**TO DO**
The records that follow should be retyped word for word.

**MATERIAL PROVIDED**
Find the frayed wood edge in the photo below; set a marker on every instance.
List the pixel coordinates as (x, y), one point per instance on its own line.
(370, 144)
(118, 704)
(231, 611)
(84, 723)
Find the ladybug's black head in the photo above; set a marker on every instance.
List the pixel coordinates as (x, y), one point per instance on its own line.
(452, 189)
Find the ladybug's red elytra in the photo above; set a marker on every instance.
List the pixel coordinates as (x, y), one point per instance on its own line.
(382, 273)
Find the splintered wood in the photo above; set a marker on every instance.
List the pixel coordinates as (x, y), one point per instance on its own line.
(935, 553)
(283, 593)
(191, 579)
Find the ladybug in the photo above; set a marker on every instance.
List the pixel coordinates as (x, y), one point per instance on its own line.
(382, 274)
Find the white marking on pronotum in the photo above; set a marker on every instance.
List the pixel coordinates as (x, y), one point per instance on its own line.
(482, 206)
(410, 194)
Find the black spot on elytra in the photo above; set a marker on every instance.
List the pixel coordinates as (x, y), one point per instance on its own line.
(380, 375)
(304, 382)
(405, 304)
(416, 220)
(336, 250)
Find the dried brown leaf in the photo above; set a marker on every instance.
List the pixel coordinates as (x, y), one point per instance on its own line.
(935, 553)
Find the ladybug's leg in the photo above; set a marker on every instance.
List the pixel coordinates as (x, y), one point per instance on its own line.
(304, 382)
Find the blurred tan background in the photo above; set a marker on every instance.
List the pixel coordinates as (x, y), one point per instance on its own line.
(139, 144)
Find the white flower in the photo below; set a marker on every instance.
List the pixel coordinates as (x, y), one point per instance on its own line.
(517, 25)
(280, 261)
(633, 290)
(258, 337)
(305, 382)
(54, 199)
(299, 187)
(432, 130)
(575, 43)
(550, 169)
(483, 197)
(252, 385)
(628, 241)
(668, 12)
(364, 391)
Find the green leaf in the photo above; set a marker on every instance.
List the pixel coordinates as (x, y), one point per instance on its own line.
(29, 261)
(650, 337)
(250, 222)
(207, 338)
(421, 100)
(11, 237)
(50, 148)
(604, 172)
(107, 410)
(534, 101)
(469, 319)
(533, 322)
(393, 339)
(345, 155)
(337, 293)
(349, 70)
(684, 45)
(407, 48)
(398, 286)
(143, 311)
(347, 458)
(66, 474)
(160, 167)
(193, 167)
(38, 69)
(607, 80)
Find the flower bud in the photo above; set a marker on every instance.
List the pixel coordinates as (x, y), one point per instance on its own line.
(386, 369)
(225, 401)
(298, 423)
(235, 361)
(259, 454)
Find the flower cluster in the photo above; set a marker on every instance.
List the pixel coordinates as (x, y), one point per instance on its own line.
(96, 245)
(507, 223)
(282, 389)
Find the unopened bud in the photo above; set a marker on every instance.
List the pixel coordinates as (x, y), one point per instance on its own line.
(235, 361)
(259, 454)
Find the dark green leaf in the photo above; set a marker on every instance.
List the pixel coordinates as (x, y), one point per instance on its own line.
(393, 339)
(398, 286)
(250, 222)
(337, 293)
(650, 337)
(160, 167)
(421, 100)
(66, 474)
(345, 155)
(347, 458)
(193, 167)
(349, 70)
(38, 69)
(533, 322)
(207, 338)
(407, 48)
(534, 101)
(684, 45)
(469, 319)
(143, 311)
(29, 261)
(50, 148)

**THE SOLUTION**
Find the frayed wood edge in the photo below; set a marker on every instance.
List the pixel coordinates as (x, y), one point per instance on its own line.
(370, 144)
(118, 704)
(231, 611)
(84, 723)
Find the ladybug's black head in the photo above; set a marker on every instance.
List the pixel coordinates as (x, y), one point per instance on its own line.
(452, 189)
Find the ladybug's red elytra in the photo above; set a marker on every instance.
List the pixel coordinates as (x, y), one point per instance on its own line.
(382, 273)
Find the splintered wood in the photo above; set a marker on every instance.
List the pixel coordinates as (x, y), one point per instance on its own line.
(935, 553)
(283, 593)
(191, 579)
Find the ladybug in the photo above; set a marker on every instance.
List the pixel coordinates as (x, y), one point per instance on its own line.
(382, 274)
Find the white marking on pronotum in the photo above; set a marker on every instance.
List the pixel coordinates as (x, y), one point per instance on its own line.
(482, 206)
(410, 194)
Find the black spot on elytra in the photo above; set a marker on every instance.
List the pixel coordinates as (x, y), one point per instance on its own line.
(380, 375)
(304, 382)
(405, 304)
(416, 220)
(336, 250)
Find the dried brown leaf in the photo above; set a marker on every instance.
List the pixel coordinates as (x, y), one point per instance on its own line.
(935, 553)
Find the ladybug's leg in the photo above; set a marker on every instance.
List the pixel coordinates as (x, y), one point per instance on its own line.
(304, 382)
Find the blurred tan background in the photo above; set a marker on every instance.
List the pixel coordinates as (x, y), one point per instance on its own line.
(139, 144)
Find the white flower in the photo below; set a marker on every instance.
List the pixel coordinates as (x, y), one point per instance on its own line.
(517, 25)
(280, 261)
(633, 290)
(258, 337)
(305, 382)
(54, 199)
(299, 187)
(432, 130)
(575, 43)
(550, 169)
(483, 197)
(252, 385)
(628, 241)
(668, 12)
(364, 391)
Find the green leaf in the photo above; set a marker on every instance.
List the pixel coordinates as (x, y), one point per instance on its own line.
(29, 261)
(650, 337)
(250, 222)
(207, 338)
(421, 100)
(11, 237)
(50, 148)
(604, 172)
(107, 410)
(534, 101)
(469, 319)
(533, 322)
(393, 339)
(345, 155)
(337, 293)
(349, 70)
(684, 45)
(407, 48)
(398, 286)
(143, 311)
(347, 458)
(66, 474)
(160, 167)
(193, 167)
(38, 69)
(607, 80)
Find the flower bud in the photo above; set a marker on every instance.
List the pixel coordinates as (x, y), one point per instance on its own line.
(386, 369)
(225, 401)
(298, 423)
(235, 361)
(259, 454)
Find the flower cluster in the photo above; set a marker on every instance.
List the pixel coordinates as (x, y), one point per instance on its own line.
(96, 245)
(507, 223)
(282, 389)
Find the unopened bud in the photo above; set a marker on every instance.
List the pixel coordinates as (x, y), one point per instance on its own line.
(235, 361)
(259, 454)
Find the dark green leaf in the photo above; set a marker on every instance.
List the pixel coordinates as (x, y), one point per instance on its own line.
(393, 339)
(398, 286)
(250, 222)
(337, 293)
(650, 337)
(160, 167)
(421, 100)
(66, 474)
(345, 155)
(347, 458)
(193, 167)
(349, 70)
(38, 69)
(533, 322)
(207, 338)
(407, 48)
(534, 101)
(684, 45)
(469, 319)
(143, 311)
(29, 261)
(50, 148)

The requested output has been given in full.